● Material provided:
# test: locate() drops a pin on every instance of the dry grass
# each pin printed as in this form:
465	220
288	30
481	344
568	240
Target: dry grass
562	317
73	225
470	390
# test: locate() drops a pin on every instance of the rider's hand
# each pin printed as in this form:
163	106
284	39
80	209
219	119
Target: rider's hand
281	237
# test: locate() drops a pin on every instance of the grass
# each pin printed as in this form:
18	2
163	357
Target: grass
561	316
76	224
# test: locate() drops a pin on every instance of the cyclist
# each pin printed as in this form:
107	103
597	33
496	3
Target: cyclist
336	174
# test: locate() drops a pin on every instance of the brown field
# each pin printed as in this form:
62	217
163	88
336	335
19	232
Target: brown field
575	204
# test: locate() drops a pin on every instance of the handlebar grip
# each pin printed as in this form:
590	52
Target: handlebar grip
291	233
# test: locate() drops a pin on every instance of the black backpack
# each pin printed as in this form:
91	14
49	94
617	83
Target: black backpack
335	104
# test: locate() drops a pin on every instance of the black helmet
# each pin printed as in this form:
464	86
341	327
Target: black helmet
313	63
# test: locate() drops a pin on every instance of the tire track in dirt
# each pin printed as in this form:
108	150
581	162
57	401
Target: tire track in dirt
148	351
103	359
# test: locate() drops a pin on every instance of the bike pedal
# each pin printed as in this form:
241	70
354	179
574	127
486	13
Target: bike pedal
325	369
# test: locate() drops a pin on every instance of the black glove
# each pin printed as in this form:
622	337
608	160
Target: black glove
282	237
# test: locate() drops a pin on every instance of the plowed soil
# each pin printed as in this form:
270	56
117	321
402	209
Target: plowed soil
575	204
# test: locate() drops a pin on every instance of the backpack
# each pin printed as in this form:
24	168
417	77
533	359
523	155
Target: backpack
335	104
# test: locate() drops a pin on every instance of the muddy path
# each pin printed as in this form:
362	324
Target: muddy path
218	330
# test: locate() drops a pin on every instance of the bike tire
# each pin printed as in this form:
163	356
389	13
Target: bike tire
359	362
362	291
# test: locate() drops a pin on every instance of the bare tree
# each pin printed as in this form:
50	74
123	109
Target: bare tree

● Given exercise: Copy the lines of the items word for word, from the line that contains "the bare tree" through the last line of the items.

● The response:
# test: locate() drops a pin on every instance of the bare tree
# each pin printed as in this form:
50	74
123	109
Target: bare tree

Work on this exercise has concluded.